# Activity
Reproduce the records below exactly as they appear, omitting any pictures they contain.

Source data:
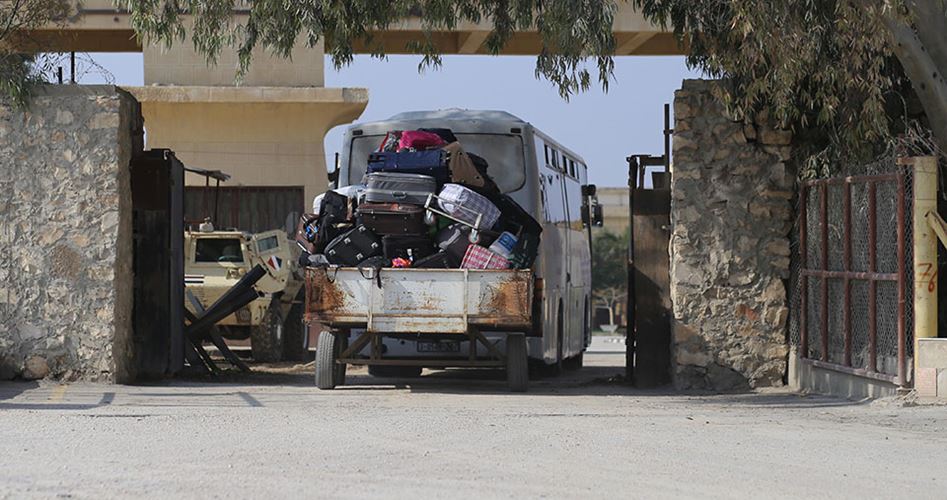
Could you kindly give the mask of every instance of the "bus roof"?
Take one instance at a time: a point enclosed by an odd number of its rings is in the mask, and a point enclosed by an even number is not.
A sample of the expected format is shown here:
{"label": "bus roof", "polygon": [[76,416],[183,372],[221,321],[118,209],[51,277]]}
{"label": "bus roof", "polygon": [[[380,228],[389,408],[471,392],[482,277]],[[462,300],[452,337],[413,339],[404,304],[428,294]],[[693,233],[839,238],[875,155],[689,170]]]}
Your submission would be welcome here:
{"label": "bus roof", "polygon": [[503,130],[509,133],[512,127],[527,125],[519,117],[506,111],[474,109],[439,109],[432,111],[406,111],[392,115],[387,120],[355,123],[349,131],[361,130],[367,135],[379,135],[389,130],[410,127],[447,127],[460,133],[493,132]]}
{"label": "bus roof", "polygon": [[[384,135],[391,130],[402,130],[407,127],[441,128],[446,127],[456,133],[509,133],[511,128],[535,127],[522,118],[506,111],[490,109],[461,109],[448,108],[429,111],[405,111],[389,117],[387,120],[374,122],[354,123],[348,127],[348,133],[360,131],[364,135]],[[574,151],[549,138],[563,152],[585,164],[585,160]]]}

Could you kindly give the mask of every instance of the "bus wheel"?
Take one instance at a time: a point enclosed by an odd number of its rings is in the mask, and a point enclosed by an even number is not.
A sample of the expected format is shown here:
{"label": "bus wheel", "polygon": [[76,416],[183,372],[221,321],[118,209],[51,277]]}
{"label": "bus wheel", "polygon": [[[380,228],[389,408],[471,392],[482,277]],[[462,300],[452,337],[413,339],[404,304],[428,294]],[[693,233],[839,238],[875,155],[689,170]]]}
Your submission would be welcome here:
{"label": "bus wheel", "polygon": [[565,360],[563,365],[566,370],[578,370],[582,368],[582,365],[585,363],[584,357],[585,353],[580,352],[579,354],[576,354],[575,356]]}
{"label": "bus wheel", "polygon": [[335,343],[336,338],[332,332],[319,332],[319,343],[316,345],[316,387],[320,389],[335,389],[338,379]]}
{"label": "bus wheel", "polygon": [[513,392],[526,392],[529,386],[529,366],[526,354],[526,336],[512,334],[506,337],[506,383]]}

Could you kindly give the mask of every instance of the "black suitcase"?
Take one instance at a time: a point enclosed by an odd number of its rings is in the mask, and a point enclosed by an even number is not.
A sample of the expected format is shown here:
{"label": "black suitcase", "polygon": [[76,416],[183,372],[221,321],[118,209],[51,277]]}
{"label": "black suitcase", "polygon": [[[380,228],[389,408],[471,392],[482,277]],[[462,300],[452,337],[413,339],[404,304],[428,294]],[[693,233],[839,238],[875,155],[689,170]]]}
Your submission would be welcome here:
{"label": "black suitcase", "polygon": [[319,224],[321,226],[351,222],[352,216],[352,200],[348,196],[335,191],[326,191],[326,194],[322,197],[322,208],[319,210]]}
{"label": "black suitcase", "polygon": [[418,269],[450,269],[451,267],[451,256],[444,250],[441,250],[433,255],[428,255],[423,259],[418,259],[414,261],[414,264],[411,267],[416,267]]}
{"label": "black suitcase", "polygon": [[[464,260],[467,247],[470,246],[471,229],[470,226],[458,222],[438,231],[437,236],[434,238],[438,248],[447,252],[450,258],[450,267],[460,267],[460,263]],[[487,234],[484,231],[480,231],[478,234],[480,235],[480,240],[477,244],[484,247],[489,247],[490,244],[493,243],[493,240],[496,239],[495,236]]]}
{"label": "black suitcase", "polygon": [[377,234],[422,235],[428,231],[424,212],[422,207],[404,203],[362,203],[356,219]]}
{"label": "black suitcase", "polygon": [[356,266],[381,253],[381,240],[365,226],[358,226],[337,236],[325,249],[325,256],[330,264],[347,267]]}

# Output of the task
Could you kindly give the mask of every instance of the "bus roof"?
Take one instance at a time: a point enclosed by an odd number of its rings is in the mask, and a point enclosed by an even number is not.
A sample of the expected format is shown here:
{"label": "bus roof", "polygon": [[76,416],[183,372],[221,321],[118,209],[51,277]]}
{"label": "bus roof", "polygon": [[[380,228],[389,408],[471,392],[482,277]],[[462,300],[452,337],[413,339],[404,304],[428,294]],[[693,233],[839,238],[875,155],[689,170]]]}
Your submission would be welcome here:
{"label": "bus roof", "polygon": [[503,130],[509,133],[512,127],[527,125],[519,117],[506,111],[474,109],[439,109],[432,111],[406,111],[392,115],[387,120],[355,123],[349,131],[361,130],[367,135],[379,135],[389,130],[410,127],[447,127],[460,133],[493,132]]}
{"label": "bus roof", "polygon": [[[384,135],[391,130],[402,130],[407,127],[441,128],[446,127],[456,133],[509,133],[511,128],[535,127],[522,118],[506,111],[490,109],[461,109],[448,108],[429,111],[405,111],[389,117],[387,120],[374,122],[354,123],[348,127],[348,133],[360,131],[364,135]],[[574,151],[549,138],[563,152],[585,164],[585,160]]]}

Could you kindly give the mask of every instance of the "bus wheel"?
Take one instance at a time: a point enclosed by an odd number of its rings is in the mask, and a point enclosed by an even number is not.
A sample of the expected format is shown here:
{"label": "bus wheel", "polygon": [[76,416],[183,372],[221,321],[118,209],[51,277]]}
{"label": "bus wheel", "polygon": [[[380,228],[389,408],[471,392],[482,277]],[[462,300],[452,337],[413,339],[404,304],[428,294]],[[693,233],[839,238],[875,155],[689,170]]]}
Your submission would be welcome here:
{"label": "bus wheel", "polygon": [[565,360],[563,365],[566,370],[578,370],[582,368],[582,365],[585,363],[584,357],[585,353],[580,352],[579,354],[576,354],[575,356]]}
{"label": "bus wheel", "polygon": [[335,343],[336,338],[332,332],[319,332],[319,343],[316,345],[316,387],[320,389],[335,389],[338,379]]}
{"label": "bus wheel", "polygon": [[513,392],[526,392],[529,386],[529,366],[526,354],[526,336],[512,334],[506,337],[506,383]]}

Could you kindly give the mask of every instance of the "black suitcase"?
Take one instance at a time: a point enclosed by an odd number of its rings is in the mask, and a point enclosed by an even number is not.
A sample of the expected format is shown here:
{"label": "black suitcase", "polygon": [[76,416],[183,372],[221,321],[118,209],[51,277]]}
{"label": "black suitcase", "polygon": [[[380,228],[389,408],[471,392],[482,277]],[[462,300],[452,337],[413,339],[404,304],[428,294]],[[693,233],[839,238],[875,155],[689,170]]]}
Your submission would be welcome here:
{"label": "black suitcase", "polygon": [[319,224],[321,226],[351,222],[352,216],[352,200],[348,196],[335,191],[326,191],[326,194],[322,197],[322,208],[319,210]]}
{"label": "black suitcase", "polygon": [[418,269],[450,269],[451,267],[451,256],[444,250],[441,250],[433,255],[428,255],[423,259],[418,259],[414,261],[414,264],[411,267],[416,267]]}
{"label": "black suitcase", "polygon": [[[464,260],[467,247],[470,246],[471,229],[470,226],[458,222],[438,231],[437,236],[434,238],[438,248],[447,252],[450,258],[450,267],[460,267],[460,263]],[[487,234],[484,231],[480,231],[478,234],[480,235],[480,240],[477,244],[484,247],[489,247],[490,244],[493,243],[493,240],[496,239],[495,236]]]}
{"label": "black suitcase", "polygon": [[377,234],[422,235],[428,231],[424,212],[422,207],[404,203],[362,203],[356,219]]}
{"label": "black suitcase", "polygon": [[356,266],[381,253],[381,240],[365,226],[358,226],[337,236],[325,249],[325,256],[330,264],[347,267]]}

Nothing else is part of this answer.